> [Instrucción 1]: Enumera todas las personas que aparecen con nombre propio en el texto sobre el lobby dolarizador.
> [Instrucción 2]: Retoma el texto sobre el lobby dolarizador y continúalo a partir de su última oración.

> [Texto del documento]:
++++++++++++++++++++
Otro intento del lobby dolarizador

    Desde fines de junio pasado, un ex asesor rentado durante la última gestión
    de Domingo F. Cavallo en Economía y, hoy, uno de los “nuevos halcones”
    de George W. Bush, Steven Hanke, se dedica a replantear la dolarización.
    Primero lo hizo vía un colega, un legislador de derecha y una campaña
    para frustrar el acuerdo FMI-Argentina. Pero esto se complicó cuando,
    en julio, entraron a tallar una pertinaz interna en el propio Fondo y los intereses
    de ciertos sectores financieros locales. Algo que viene ocurriendo desde 1956.
    Sea como fuere, las intrigas irán sucediéndose hasta que la Argentina
    presente la propuesta final, a fines de septiembre, en la asamblea anual conjunta
    FMI-Banco Mundial. Aquella primera operación, ya desinflada, se presentaba
    en dos o tres medios porteños como “informe bicameral del Congreso
    norteamericano”. En realidad, era un trabajo destinado al comité
    económico conjunto y firmado por su vicepresidente, el senador republicano
    James Sexton, incondicional de los recortes tributarios y allegado al sector
    financiero de la costa atlántica. Sus autores eran Hanke y Kurt Schüler,
    apóstoles de la convertibilidad rígida y la dolarización.

    ¿Cuál catástrofe?

    Ese informe se centraba en una “catástrofe” que, días
    más tarde, el propio FMI asoció a la gestión 1991-2001,
    dominada por el modelo que Hanke y otros habían armado para Cavallo.
    Aún con sesgo fuertemente antifondista –rasgo de los “nuevos
    halcones”–, el trabajo admitía que la crisis sistémica
    internacional iniciada en el sudeste asiático (julio de 1997) y contagiada
    a Rusia, Brasil, etc., había desatado en la Argentina una recesión
    que haría crisis en 2001. Pero no se mencionaba el papel decisivo de
    la paridad cambiaria rígida que sobrevaluó el peso ya desde el
    principio (12,5% en abril de 1991).
    El texto de Hanke-Schüler analiza el caso argentino sin mucha seriedad:
    parte de 1810 (¿?), con una visión que recién surge en
    el Consenso de Washington (1989). Su reseña del patrón oro pasa
    por alto el papel de la libra y, además, habla de un “auge económico”
    a fines del siglo XIX. Justamente, ésos fueron los años del cese
    de pagos y el rescate del máximo acreedor (Baring Brothers) por parte
    del Banco de Inglaterra.
    Una segunda ofensiva, también ligada a la ultraderecha republicana, “sólo”
    busca impedir un nuevo crédito contingente (stand by) por tres años.
    También intenta que la Argentina no aplique controles sobre flujos de
    capitales cortoplacistas, al estilo chileno. Alrededor de esto se ha montado,
    desde principios de julio, una campaña que mete en el mismo saco las
    “restricciones al capital”, las extradiciones de militares y los cambios
    policiales.
++++++++++++++++++++
> [Datos proporcionados]:
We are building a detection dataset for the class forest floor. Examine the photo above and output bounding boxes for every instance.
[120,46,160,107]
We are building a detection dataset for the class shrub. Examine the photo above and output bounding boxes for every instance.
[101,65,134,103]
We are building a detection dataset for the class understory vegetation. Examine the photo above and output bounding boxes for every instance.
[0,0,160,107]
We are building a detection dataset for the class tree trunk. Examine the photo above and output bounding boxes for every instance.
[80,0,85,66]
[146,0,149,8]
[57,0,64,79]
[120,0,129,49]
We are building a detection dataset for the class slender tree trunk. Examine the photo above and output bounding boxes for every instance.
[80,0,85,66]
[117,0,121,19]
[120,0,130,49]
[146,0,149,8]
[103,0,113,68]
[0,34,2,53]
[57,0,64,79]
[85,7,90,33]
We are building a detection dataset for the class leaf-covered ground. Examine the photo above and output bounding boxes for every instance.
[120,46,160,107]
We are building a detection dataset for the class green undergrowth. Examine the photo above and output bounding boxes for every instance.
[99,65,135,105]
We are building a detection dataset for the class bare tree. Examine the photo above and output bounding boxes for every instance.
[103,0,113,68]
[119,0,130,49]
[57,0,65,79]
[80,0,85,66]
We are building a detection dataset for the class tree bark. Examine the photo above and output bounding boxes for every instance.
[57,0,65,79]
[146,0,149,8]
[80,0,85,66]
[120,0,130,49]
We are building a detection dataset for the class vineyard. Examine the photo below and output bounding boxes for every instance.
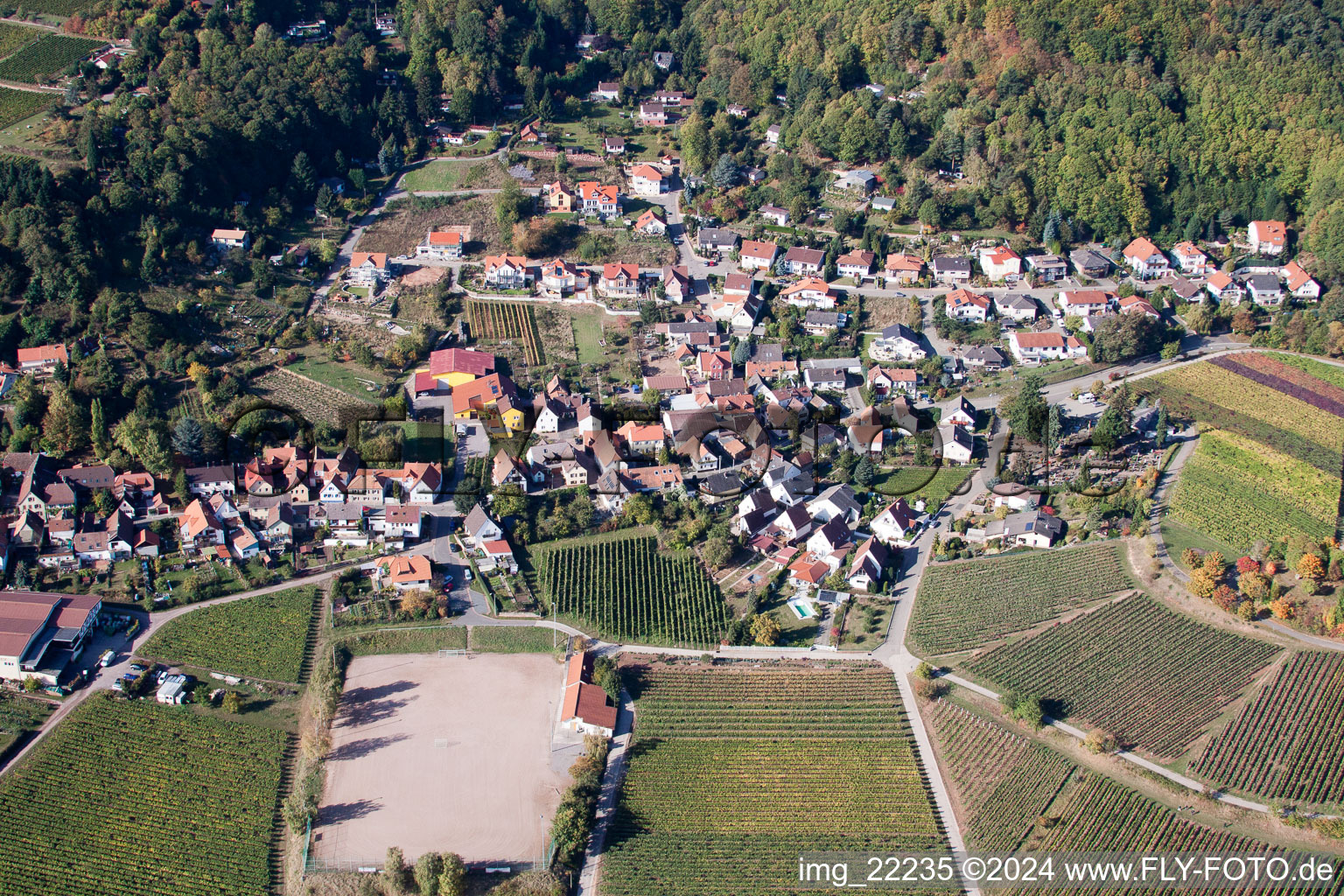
[966,597,1277,756]
[0,33,108,83]
[140,588,317,681]
[1138,356,1344,480]
[601,665,945,896]
[925,700,1074,853]
[1191,653,1344,803]
[531,529,727,648]
[0,697,288,896]
[466,299,546,364]
[0,88,57,128]
[908,542,1133,655]
[1169,430,1340,550]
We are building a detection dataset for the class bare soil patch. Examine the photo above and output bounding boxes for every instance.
[313,654,569,865]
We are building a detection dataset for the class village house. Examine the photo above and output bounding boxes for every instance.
[836,248,878,284]
[882,253,923,288]
[1024,256,1068,284]
[1121,236,1171,279]
[1172,239,1208,276]
[928,256,970,284]
[780,246,827,276]
[738,239,780,270]
[484,254,532,290]
[1204,270,1244,304]
[630,164,668,196]
[1008,333,1088,364]
[346,253,393,286]
[18,344,70,376]
[980,246,1021,281]
[845,536,888,592]
[1246,220,1287,256]
[780,276,838,309]
[1068,248,1110,279]
[416,230,462,261]
[210,227,251,253]
[995,293,1036,324]
[542,180,574,213]
[946,289,990,324]
[578,180,621,218]
[868,324,928,361]
[597,264,644,298]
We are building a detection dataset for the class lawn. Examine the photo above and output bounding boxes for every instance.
[0,692,289,896]
[872,466,975,509]
[402,158,508,193]
[468,626,569,653]
[138,587,317,681]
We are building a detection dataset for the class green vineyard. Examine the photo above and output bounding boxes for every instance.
[601,665,946,896]
[907,542,1133,655]
[0,33,108,83]
[966,597,1278,756]
[140,588,317,682]
[0,697,286,896]
[925,700,1074,853]
[531,529,727,648]
[1191,653,1344,805]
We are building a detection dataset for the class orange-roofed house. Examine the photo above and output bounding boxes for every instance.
[738,239,780,270]
[597,264,644,298]
[980,246,1021,281]
[634,206,668,236]
[485,254,532,289]
[542,180,574,211]
[416,230,462,261]
[210,227,251,253]
[1172,239,1208,276]
[561,650,617,738]
[615,421,665,455]
[19,346,70,374]
[948,289,989,324]
[374,554,434,592]
[453,374,526,435]
[1246,220,1287,256]
[630,164,668,196]
[346,253,393,286]
[780,276,837,309]
[429,348,496,386]
[1121,236,1171,279]
[882,253,923,286]
[579,180,621,218]
[1284,262,1321,302]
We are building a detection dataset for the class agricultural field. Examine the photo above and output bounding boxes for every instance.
++++++++++++++++++++
> [Respuesta escrita 1]: Domingo F. Cavallo, George W. Bush, Steven Hanke, James Sexton y Kurt Schüler.

> [Respuesta escrita 2]:
    Pertinaz realidad

    En este plano, espacios y columnistas conservadores perdían crédito
    a manos de la realidad. Así, Thomas Dawson, vocero del FMI, apoyó
    el contralor sobre fondos especulativos mientras Snow lo censuraba. En una postura
    intermedia, Taylor –subsecretario en Hacienda– presentaba una lista
    de exigencias (achicamiento de la banca, alzas de tarifas, replanteo de las
    relaciones con las provincias, etc.) muy similar a la formulada por el Banco
    Mundial… en octubre de 1989.
    Surge acá un dato curioso: en aquel momento, Carlos S. Menem apoyaba
    la “cirugía sin anestesia” aconsejada por Jeffrey Sachs –efímero
    asesor suyo– y el Banco Mundial. Hasta que pactó con Lorenzo Miguel
    e hizo caer la estantería económica. El plan Sachs corrió
    igual suerte que el plan Austral en 1987, cuando Raúl Alfonsín
    se dejó envolver por Miguel y su aliado ocasional, Enrique Nosiglia.
    Más extraño sería, en 1993-4, que esos mismos personajes
    y Menem gestasen otra constitución. Su carga reelectoral, eventualmente,
    liquidó la gestión económica en 1995-6 y condujo –vía
    déficit y recesión– a la mayor crisis socioeconómica
    acaecida en el país (2001).

    Halcones divididos

    Snow y Taylor no abrevan –como Hanke o Schüler– en la Universidad
    John Hopkins, sino en otro semillero ultraconservador, la Heritage Foundation
    (HF). El subsecretario, además, consulta con frecuencia a Alan Meltzer,
    Adam Lerrick y Anne Krueger, segunda ejecutiva del FMI. La HF opera, en esta
    oportunidad, a través de Ana Eiras y Stephen Johnson. En forma colateral,
    este grupo postulaba a Krueger como sucesora de Horst Köhler, director
    gerente del Fondo, de quien desconfían por su “actitud blanda hacia
    la Argentina”.
    Pero estas movidas podrían tener otro desenlace. Sugestivamente, el conservador
    Guy Sorman notó que gente “tradicionalmente hostil al estatismo,
    como Perle, Francis Fukuyama o Jean Kirkpatrick, hayan refundado su ideología
    económica”. En un sentido, aceptar crecientes déficit federales
    en aras de una guerra sin cuartel contra el terrorismo islámico se parece
    a la gestión de la derecha religiosa que controla Israel. Sólo
    que su rojo lo solventa Estados Unidos, en tanto el rojo norteamericano –otrora
    cubierto por la inversión externa– carece hoy de financiantes.
    Alertado desde fuera del propio gobierno, Guillermo Nielsen –secretario
    de Finanzas– señaló que un sector interno del FMI saboteaba.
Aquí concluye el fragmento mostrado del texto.